====== Quelldokument ======

Die Sicherheitskontrollen und Gepäckabfertigungen an den Flughäfen werden von privaten Dienstleistern durchgeführt, die dafür jedoch eine besondere Zulassung benötigen. In den zurückliegenden zwei Jahren haben viele dieser Dienstleister ihr Personal pandemiebedingt abbauen müssen, was unmittelbar zu den aktuellen Bildern langer Warteschlangen führt.
Gegenüber der Bild am Sonntag (BamS) äußerten nun Verkehrsminister Volker Wissing (FDP), Innenministerin Nancy Faeser (SPD) und Arbeitsminister Hubertus Heil (SPD) ihre Vorstellungen darüber, wie die Bundesregierung auf das sich anbahnende Krisenszenario reagieren will. So teilte Verkehrsminister Wissing der BamS mit, dass er gemeinsam mit Faeser und Heil die "Personalengpässe abstellen und eine temporäre Lösung präsentieren" wolle. Arbeitsminister Heil ließ laut der BamS wissen:
"Die Bundesregierung plant, die Einreise von dringend benötigtem Personal aus dem Ausland für eine vorübergehende Tätigkeit in Deutschland zu ermöglichen. Dabei wollen wir jede Form von Sozialdumping und Ausbeutung ausschließen. Die Arbeitgeber müssen Tariflohn zahlen und für die befristete Zeit anständige Unterkünfte bereitstellen."

====== Datenauszüge ======

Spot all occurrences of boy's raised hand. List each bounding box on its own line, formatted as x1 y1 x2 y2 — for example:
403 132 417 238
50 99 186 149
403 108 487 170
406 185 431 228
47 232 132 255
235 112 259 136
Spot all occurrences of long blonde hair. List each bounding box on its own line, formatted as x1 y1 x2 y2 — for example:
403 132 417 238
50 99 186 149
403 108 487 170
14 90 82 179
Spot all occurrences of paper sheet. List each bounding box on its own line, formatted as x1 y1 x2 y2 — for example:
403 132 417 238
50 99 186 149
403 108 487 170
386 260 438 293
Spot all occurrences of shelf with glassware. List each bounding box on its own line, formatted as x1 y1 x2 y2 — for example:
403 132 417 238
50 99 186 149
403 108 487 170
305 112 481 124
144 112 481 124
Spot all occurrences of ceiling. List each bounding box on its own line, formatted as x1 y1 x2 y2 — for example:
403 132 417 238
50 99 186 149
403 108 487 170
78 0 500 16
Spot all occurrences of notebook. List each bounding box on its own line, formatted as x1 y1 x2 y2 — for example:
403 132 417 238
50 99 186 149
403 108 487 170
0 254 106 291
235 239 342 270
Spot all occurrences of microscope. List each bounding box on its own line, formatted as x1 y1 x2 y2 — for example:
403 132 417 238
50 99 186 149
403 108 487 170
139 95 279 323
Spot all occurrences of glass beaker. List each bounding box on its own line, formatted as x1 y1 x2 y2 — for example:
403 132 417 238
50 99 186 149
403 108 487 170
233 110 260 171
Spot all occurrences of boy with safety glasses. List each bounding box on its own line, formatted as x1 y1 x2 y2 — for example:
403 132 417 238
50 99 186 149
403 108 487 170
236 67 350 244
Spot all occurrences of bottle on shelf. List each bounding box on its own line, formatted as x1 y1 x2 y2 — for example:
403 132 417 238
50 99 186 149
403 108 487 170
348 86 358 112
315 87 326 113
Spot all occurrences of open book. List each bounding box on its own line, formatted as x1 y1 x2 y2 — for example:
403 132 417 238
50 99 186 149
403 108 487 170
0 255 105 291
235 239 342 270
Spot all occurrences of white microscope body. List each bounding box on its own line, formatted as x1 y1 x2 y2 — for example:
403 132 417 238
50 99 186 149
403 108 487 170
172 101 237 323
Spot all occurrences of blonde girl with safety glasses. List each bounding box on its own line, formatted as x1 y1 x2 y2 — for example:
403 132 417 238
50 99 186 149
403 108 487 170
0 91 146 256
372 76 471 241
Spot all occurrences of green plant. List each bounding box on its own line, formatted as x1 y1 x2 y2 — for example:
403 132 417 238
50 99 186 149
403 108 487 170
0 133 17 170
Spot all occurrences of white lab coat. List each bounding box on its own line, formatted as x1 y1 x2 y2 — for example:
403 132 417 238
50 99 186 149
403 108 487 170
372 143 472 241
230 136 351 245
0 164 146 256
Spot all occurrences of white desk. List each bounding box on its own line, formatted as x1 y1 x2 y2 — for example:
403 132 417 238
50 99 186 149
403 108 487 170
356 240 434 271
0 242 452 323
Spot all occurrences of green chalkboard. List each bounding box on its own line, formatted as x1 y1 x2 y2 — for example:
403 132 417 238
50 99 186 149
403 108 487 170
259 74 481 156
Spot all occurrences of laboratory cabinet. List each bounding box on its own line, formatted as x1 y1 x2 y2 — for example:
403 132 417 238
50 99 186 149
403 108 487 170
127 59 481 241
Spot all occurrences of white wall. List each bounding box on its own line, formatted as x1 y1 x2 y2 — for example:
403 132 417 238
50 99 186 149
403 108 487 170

======

Zu lösende Aufgabe:
Knüpfe bitte an den Text über die Personalengpässe an den Flughäfen an und schreibe ihn nach seinem letzten Satz weiter.

Lösung folgt:
Wie eine potentielle Anwerbung so kurzfristig vollzogen bzw. realisiert werden soll, wurde in dem BamS-Artikel nicht näher erläutert - lediglich, dass das Ziel der Bundesregierung demnach sei, eine "vierstellige Zahl an Fachkräften aus der Türkei nach Deutschland zu holen, die bestenfalls schon ab Juli für einige Monate eingesetzt werden können". Das ZDF erläutert in einem Beitrag die dramatische Lage an den Flughäfen:
"Kurz vor Beginn der Haupturlaubszeit hatte etwa die Lufthansa angekündigt, insgesamt knapp 3.000 Flüge an ihren Drehkreuzen Frankfurt und München zu streichen, weil sich vermehrt Besatzungen wegen Corona-Fällen krankmelden. Grund ist insbesondere fehlendes Personal nicht nur bei der Airline selbst, sondern auch bei den Flughäfen, etwa bei der Sicherheitskontrolle."
Verkehrsminister Wissing wies eine Verantwortung der Politik von sich:
"Für die Personalpolitik der Flughafengesellschaften und Airlines ist die Bundesregierung nicht zuständig und nicht verantwortlich."
Dazu heißt es in einer "Branchenanalyse Luftverkehr - Entwicklung von Beschäftigung und Arbeitsbedingungen" aus dem Jahre 2016:
"Drittanbieter von Bodenverkehrsdienstleistungen spielen an europäischen Flughäfen seit der Liberalisierung der Bodenverkehrsdienste Mitte der 1990er Jahre eine Rolle. Das Ziel der Liberalisierung war, mehr Wettbewerb unter den Bodenverkehrsdiensten und dadurch Preisvergünstigungen für die Airlines zu erreichen (EU-Richtlinie 96/67/EG EU aus dem Jahr 1996)."
Dieter Romann, Präsident der Bundespolizei, kommentierte gegenüber der BamS zur Frage, warum die Bundespolizei die Sicherheitskontrollen nicht wieder übernehmen könnte:
"Der Bundestag hat entschieden, diese Dienstleistungen zu privatisieren. Über Veränderungen kann nur der Gesetzgeber entscheiden. Wenn die Bundespolizei diese Aufgaben übernehmen soll, bedarf es 10.000 neuer Stellen."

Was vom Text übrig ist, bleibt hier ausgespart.